● DIRECTIONS:
Change "drop a marker" to "place a pin" everywhere it occurs in the items below, and copy out all of the items with no other change. Omit the pictures.

── MATERIAL FOR THE TASK ──

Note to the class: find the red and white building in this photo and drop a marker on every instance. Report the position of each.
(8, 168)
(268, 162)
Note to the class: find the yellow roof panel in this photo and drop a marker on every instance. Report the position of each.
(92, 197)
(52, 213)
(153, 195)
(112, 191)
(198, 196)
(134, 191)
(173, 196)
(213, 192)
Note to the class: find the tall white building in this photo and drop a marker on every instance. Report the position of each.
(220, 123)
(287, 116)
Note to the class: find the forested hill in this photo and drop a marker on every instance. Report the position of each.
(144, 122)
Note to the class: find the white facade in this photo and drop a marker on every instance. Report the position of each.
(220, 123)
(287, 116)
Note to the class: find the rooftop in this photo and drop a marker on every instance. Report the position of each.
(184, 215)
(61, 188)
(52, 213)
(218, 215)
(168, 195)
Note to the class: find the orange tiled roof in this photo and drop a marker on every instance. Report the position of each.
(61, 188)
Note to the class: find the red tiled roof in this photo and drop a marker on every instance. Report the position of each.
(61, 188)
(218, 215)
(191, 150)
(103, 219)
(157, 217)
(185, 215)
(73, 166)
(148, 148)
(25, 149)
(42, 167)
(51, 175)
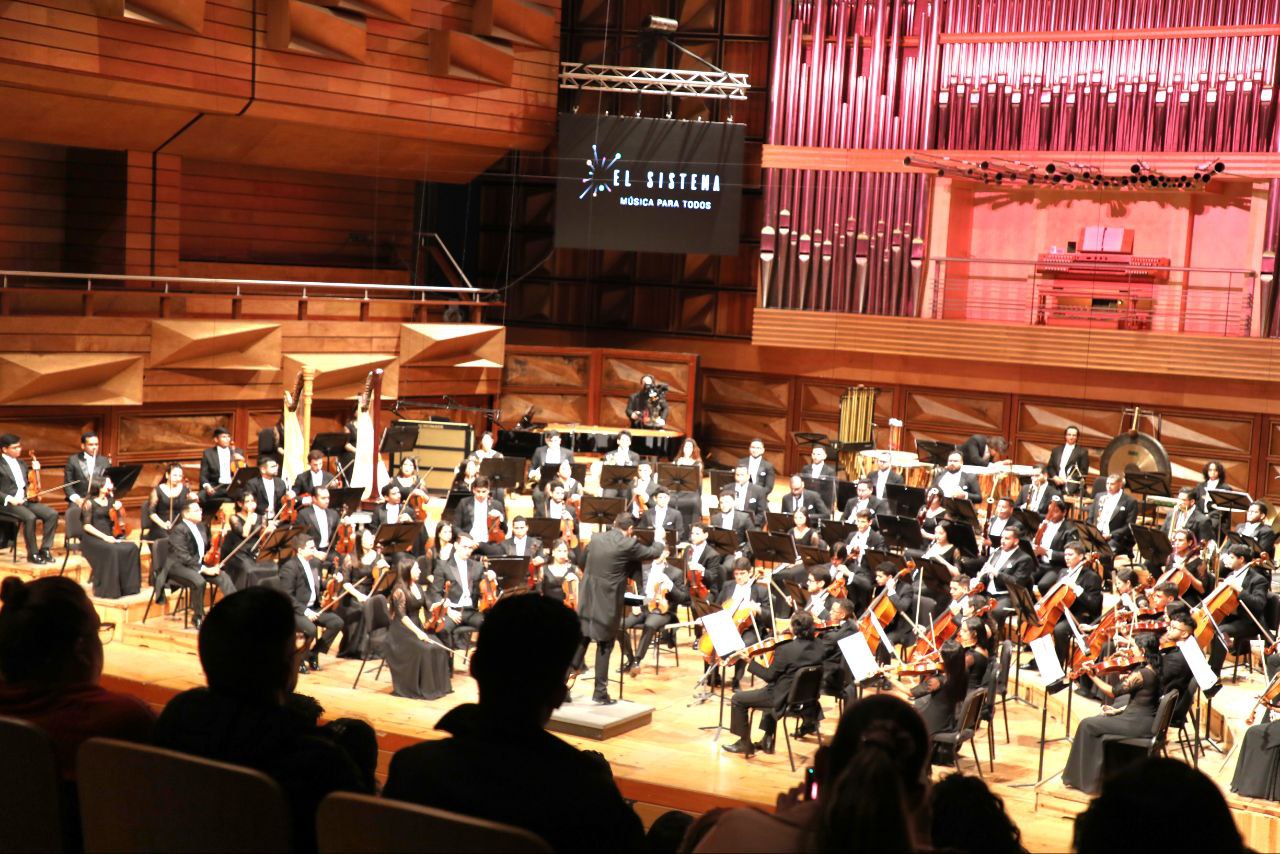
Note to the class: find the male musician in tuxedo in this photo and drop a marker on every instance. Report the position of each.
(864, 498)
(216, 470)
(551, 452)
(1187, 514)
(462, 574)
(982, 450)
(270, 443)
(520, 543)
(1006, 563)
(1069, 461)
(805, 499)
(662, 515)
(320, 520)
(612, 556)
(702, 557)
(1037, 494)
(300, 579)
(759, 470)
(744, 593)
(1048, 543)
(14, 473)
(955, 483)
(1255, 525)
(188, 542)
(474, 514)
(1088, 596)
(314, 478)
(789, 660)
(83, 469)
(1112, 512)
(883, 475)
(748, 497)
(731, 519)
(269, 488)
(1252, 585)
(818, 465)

───

● EXERCISE RESPONSE:
Note to the class: find the red and white building in this photo and place a pin on every instance. Report the position of each.
(8, 168)
(268, 162)
Note to the class: find the yellow roof panel in this photo and place a pin on every instance. Report the position of each.
(92, 197)
(52, 213)
(153, 195)
(112, 191)
(198, 196)
(134, 191)
(173, 196)
(213, 192)
Note to the class: find the tall white building in this photo and place a pin on every instance. Report the position of each.
(220, 123)
(287, 116)
Note to the class: find the forested hill in this photo and place a pin on every instance. Report the position of each.
(144, 122)
Note to the class: find the white facade in this photo and place a pin on every instance. Report the position of each.
(220, 123)
(287, 116)
Note to the class: find the rooftop in this photo and place a pin on every instance. Report the position of each.
(184, 215)
(61, 188)
(52, 213)
(218, 215)
(168, 195)
Note to the class: find the orange tiled roof in this photo and place a pin on every instance. Report the position of each.
(61, 188)
Note to the class: find the red tiled roof in this photo and place a pin on every instance. Report the position of each.
(61, 188)
(218, 215)
(191, 150)
(103, 219)
(157, 217)
(185, 215)
(73, 166)
(148, 148)
(25, 149)
(42, 167)
(51, 175)
Note to the class: find the male musician in tuxedo in this photo and place a pin on every instance. Report the position of each.
(864, 498)
(216, 470)
(551, 452)
(1187, 514)
(462, 574)
(982, 450)
(270, 443)
(520, 543)
(1006, 563)
(1069, 461)
(805, 499)
(662, 515)
(320, 520)
(612, 556)
(702, 557)
(1037, 494)
(300, 579)
(759, 470)
(744, 593)
(1048, 543)
(14, 473)
(955, 483)
(1255, 525)
(188, 542)
(474, 514)
(1088, 596)
(314, 478)
(789, 660)
(83, 469)
(1112, 512)
(883, 475)
(748, 497)
(731, 519)
(269, 488)
(1252, 585)
(818, 465)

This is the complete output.